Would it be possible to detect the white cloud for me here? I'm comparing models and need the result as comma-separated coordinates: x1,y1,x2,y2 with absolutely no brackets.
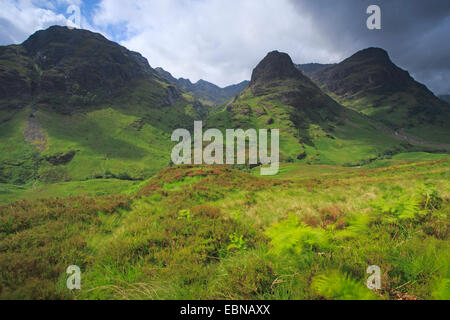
0,0,87,45
0,0,69,43
92,0,343,87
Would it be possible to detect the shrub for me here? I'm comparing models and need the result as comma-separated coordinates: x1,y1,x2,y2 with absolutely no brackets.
265,215,330,256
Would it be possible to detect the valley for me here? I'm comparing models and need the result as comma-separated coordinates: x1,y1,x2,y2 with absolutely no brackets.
0,26,448,300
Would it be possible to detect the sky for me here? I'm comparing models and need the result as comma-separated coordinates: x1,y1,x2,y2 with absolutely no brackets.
0,0,449,94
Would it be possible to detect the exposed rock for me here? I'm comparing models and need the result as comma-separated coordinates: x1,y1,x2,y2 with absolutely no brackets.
24,113,47,152
164,85,180,106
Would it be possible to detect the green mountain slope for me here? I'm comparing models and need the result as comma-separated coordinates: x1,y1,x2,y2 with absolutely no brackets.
208,51,407,165
0,26,206,185
309,48,450,143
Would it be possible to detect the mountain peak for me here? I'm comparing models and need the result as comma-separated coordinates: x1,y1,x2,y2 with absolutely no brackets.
23,25,108,54
346,47,391,64
250,50,304,86
1,25,164,108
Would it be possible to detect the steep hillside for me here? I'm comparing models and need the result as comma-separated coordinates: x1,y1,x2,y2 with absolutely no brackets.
0,26,206,185
155,67,249,105
310,48,450,143
208,51,406,165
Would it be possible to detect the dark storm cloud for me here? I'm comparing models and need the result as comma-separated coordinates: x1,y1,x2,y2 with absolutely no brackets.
291,0,450,94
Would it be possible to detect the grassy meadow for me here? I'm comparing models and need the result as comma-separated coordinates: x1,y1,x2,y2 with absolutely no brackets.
1,153,448,300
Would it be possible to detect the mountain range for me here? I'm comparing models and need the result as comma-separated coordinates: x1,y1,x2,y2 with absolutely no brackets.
0,25,449,301
155,67,249,105
0,26,448,186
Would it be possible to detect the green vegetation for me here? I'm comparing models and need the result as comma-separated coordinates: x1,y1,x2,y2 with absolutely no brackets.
0,27,449,301
1,159,448,300
209,80,408,166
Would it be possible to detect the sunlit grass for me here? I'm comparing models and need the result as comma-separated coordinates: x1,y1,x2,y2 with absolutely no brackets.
1,158,449,300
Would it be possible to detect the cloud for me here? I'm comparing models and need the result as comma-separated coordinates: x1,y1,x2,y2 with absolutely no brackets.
0,0,68,44
92,0,343,87
0,0,88,45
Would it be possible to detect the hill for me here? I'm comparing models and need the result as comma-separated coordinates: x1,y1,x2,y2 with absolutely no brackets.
309,48,450,143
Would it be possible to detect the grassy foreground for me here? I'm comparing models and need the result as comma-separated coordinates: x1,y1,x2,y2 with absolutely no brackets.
0,157,449,300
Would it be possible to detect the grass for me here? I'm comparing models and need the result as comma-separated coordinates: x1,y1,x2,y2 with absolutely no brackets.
38,107,173,181
0,179,142,206
1,157,448,300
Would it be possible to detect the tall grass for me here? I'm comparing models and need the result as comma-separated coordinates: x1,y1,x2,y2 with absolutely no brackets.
0,160,448,299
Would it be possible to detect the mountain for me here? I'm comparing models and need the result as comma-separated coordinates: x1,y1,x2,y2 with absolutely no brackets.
155,67,249,105
1,27,447,187
208,50,404,164
0,26,206,185
439,94,450,104
309,47,450,143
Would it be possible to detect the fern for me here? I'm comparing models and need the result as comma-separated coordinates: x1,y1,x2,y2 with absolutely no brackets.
334,213,371,239
227,232,247,251
312,271,378,300
177,209,192,221
265,215,330,256
371,190,424,223
431,278,450,300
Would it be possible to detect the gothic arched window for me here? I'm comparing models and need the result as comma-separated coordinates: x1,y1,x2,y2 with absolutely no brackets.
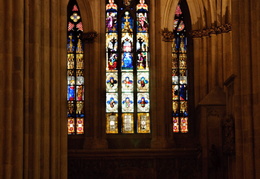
67,0,85,134
172,3,189,133
105,0,150,134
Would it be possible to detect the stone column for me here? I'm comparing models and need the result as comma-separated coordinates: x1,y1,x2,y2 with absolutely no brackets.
232,0,260,178
0,0,68,178
0,0,24,178
151,0,169,148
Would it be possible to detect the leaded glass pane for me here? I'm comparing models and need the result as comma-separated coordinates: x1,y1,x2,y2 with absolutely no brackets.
106,73,118,92
106,93,119,112
121,73,134,92
67,1,85,134
137,93,150,112
137,113,150,133
122,113,134,133
137,72,149,92
106,113,118,133
172,3,188,133
122,93,134,112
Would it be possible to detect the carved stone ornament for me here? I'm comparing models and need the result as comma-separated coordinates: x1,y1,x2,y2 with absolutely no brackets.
83,31,98,43
190,23,232,38
161,28,175,42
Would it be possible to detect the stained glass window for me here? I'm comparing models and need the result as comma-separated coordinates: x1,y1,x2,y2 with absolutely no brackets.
172,4,188,133
67,0,84,134
106,0,150,134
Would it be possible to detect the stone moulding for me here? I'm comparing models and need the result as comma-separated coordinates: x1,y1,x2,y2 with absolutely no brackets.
161,28,175,42
190,23,232,38
161,23,231,41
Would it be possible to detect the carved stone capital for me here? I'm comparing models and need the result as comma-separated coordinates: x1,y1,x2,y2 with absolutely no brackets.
161,28,174,42
83,31,98,43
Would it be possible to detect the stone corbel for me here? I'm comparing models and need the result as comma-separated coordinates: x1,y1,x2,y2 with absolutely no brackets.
83,31,98,43
161,28,174,42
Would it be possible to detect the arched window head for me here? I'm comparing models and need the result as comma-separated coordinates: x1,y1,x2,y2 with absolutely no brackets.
105,0,150,134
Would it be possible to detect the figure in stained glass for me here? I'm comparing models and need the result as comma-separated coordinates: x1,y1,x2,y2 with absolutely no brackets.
67,34,75,53
68,102,74,117
107,77,117,87
138,76,148,87
122,97,133,108
108,53,118,70
137,52,146,70
136,34,148,51
76,54,83,69
68,86,75,101
76,38,83,53
137,13,148,32
138,97,148,107
122,38,133,52
76,101,84,116
179,84,187,100
107,97,118,108
122,52,133,69
122,12,133,33
107,35,118,51
76,86,84,101
122,76,133,87
67,54,74,69
106,12,117,32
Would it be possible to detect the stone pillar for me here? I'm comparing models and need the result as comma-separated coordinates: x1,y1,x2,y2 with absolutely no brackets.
0,0,24,178
232,0,260,178
0,0,68,178
151,0,169,148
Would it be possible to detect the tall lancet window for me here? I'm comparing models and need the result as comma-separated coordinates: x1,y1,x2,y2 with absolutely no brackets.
172,4,188,133
67,0,85,135
105,0,150,134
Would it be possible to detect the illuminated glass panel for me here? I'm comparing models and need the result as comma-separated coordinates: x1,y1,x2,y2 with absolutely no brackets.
106,113,118,133
172,4,188,133
67,1,84,134
106,0,150,134
137,113,150,133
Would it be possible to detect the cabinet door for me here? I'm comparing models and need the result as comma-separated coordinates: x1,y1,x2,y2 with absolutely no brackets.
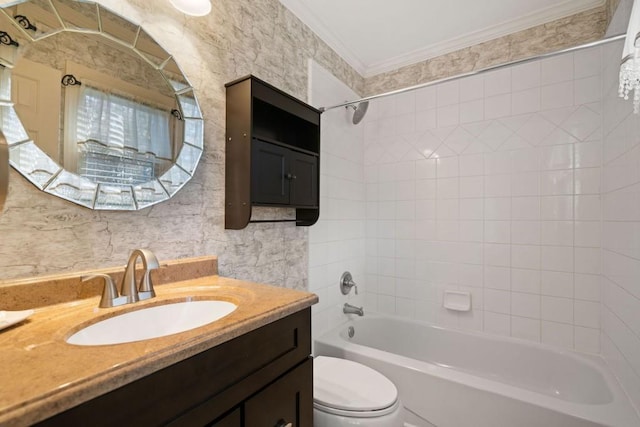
289,151,317,208
209,407,241,427
244,358,313,427
252,139,289,205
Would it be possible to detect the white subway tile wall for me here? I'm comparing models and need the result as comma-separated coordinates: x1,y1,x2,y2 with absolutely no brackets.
309,61,366,341
601,40,640,413
361,46,603,352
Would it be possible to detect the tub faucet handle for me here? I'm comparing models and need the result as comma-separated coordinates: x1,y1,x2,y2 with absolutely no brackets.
340,271,358,295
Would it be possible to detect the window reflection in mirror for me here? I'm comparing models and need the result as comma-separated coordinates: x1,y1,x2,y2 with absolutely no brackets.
0,0,203,210
74,87,174,185
13,31,182,185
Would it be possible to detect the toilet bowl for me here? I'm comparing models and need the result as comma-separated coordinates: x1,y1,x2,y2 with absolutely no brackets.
313,356,404,426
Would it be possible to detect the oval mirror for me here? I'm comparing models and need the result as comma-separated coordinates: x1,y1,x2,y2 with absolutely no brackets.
0,0,203,210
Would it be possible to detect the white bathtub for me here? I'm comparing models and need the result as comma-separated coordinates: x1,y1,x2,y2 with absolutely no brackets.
314,314,639,427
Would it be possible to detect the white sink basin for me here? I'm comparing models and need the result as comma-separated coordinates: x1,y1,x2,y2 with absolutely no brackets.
66,300,237,346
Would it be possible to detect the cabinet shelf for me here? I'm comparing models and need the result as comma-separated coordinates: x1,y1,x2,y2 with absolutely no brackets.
252,135,319,158
225,75,321,230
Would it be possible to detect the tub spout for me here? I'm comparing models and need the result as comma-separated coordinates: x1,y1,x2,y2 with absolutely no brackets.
343,303,364,316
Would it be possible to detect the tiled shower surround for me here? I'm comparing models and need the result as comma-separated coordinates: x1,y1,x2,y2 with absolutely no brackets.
311,37,640,415
601,40,640,411
308,61,366,339
361,46,605,352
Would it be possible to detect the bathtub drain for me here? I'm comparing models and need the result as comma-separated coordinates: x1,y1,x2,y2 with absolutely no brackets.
348,326,355,338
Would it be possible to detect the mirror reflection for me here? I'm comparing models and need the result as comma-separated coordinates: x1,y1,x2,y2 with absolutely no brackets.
0,0,203,210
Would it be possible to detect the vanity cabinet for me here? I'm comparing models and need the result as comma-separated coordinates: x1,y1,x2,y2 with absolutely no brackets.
35,308,312,427
225,75,321,229
212,359,312,427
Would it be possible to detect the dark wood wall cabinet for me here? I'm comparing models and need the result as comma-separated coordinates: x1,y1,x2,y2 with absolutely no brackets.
36,308,313,427
225,75,321,229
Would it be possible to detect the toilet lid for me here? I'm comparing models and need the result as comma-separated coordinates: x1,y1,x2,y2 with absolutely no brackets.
313,356,398,412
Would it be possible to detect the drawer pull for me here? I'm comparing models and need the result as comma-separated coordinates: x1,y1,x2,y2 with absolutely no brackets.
275,420,292,427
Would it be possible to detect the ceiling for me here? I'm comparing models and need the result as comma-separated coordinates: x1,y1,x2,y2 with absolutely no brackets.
279,0,605,77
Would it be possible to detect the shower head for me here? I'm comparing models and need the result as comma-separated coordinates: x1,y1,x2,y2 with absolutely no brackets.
346,101,369,125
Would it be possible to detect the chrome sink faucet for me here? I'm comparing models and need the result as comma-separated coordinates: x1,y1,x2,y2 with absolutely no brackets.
82,249,160,308
121,249,160,303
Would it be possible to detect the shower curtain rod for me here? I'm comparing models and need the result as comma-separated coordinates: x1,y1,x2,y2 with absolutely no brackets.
319,33,626,112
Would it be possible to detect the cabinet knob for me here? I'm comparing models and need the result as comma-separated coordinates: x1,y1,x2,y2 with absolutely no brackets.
285,173,297,180
274,420,292,427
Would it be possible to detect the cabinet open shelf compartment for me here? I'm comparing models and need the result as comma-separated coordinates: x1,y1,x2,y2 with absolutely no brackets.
253,99,319,154
225,75,321,230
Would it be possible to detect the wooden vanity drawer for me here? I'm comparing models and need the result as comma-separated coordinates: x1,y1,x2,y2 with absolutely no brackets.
244,358,313,427
36,308,311,427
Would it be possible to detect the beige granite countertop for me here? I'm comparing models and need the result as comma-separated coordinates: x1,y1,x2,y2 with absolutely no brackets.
0,273,318,426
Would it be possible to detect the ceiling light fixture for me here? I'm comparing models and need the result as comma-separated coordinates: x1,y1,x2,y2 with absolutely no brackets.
169,0,211,16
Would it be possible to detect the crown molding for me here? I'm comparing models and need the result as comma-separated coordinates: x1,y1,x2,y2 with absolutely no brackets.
279,0,367,76
280,0,605,79
363,0,604,77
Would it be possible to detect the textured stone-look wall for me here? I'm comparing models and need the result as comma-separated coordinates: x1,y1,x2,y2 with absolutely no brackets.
20,32,171,98
0,0,363,286
607,0,621,20
364,3,614,96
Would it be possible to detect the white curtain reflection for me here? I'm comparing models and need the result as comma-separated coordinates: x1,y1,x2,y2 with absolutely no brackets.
74,86,173,185
77,86,172,157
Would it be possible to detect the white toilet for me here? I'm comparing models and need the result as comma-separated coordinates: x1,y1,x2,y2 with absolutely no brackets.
313,356,404,426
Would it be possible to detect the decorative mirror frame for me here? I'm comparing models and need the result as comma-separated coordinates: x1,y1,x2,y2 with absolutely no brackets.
0,0,204,210
0,130,7,213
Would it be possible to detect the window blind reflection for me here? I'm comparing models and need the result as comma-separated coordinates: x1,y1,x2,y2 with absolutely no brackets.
75,86,172,185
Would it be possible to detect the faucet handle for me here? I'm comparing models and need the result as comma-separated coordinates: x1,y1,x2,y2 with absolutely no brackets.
340,271,358,295
137,249,159,301
138,271,155,300
138,269,157,300
82,274,127,308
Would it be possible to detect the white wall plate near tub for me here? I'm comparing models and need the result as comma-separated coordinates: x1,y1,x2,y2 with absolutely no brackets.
443,291,471,312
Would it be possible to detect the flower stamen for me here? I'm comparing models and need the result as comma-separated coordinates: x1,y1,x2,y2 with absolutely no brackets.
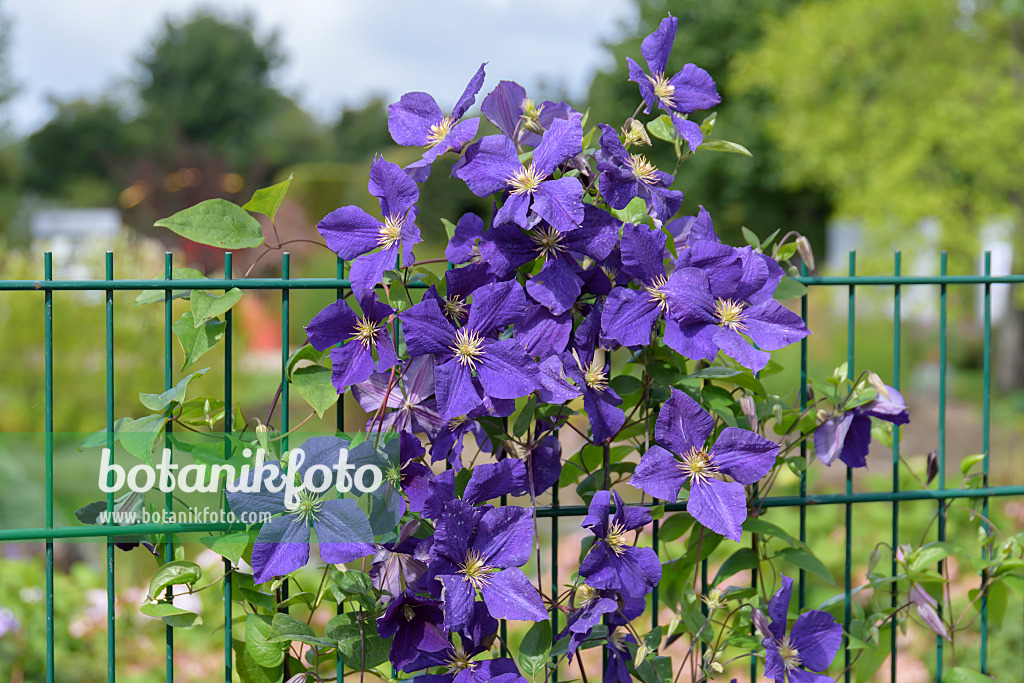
627,154,660,185
444,294,469,322
444,645,478,674
530,225,566,260
426,116,454,148
606,520,630,556
350,316,381,349
645,275,670,312
458,549,494,591
378,214,404,250
508,164,545,195
714,298,747,331
572,349,608,392
678,447,716,485
778,635,802,670
450,328,486,370
648,72,676,107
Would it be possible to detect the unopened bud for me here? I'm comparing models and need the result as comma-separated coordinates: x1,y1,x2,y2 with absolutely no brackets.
867,371,891,400
634,644,649,668
622,118,651,147
520,98,544,134
796,236,815,274
751,608,772,639
710,661,724,674
739,395,758,432
256,423,270,455
816,409,830,424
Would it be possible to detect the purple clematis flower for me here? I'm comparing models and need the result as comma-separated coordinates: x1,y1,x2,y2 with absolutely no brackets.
317,157,421,295
596,123,683,221
370,521,432,605
305,290,399,395
388,64,486,181
423,262,495,326
631,388,777,542
376,589,449,670
478,207,619,314
430,500,548,631
627,17,721,118
481,80,578,148
455,114,584,233
579,490,661,599
755,576,842,683
445,212,486,265
225,439,375,584
564,306,624,443
353,356,443,435
429,392,514,471
666,205,719,252
401,279,539,422
814,385,909,468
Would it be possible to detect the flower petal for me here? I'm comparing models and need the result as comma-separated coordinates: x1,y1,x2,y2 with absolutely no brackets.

### Work required
Please set down exactly the lines running from the one with "Would it be possible to detect the purple" to the last line of the entries above, both of them included, and no others.

### Answer to the exercise
Would it be possible to detect the purple clematis flower for me here? I'm comparing models and need the result as comma-separated coordinates: x1,y1,x2,y2 with absolutely no brackets.
317,157,421,295
596,123,683,221
370,521,432,605
305,290,399,395
388,64,486,181
423,262,495,326
631,388,777,542
376,589,449,670
478,207,619,314
430,500,548,631
627,17,721,118
481,80,578,148
455,114,584,233
579,490,661,599
755,576,842,683
445,212,486,265
225,439,375,584
564,306,624,443
353,356,443,435
429,392,514,471
666,205,719,252
401,279,539,422
814,385,909,468
Would it be possible to detect the flower petal for me here? I'm comparing models and need the result as comma-separated coordinates: x1,y1,x2,y2 with absolutely no brackets.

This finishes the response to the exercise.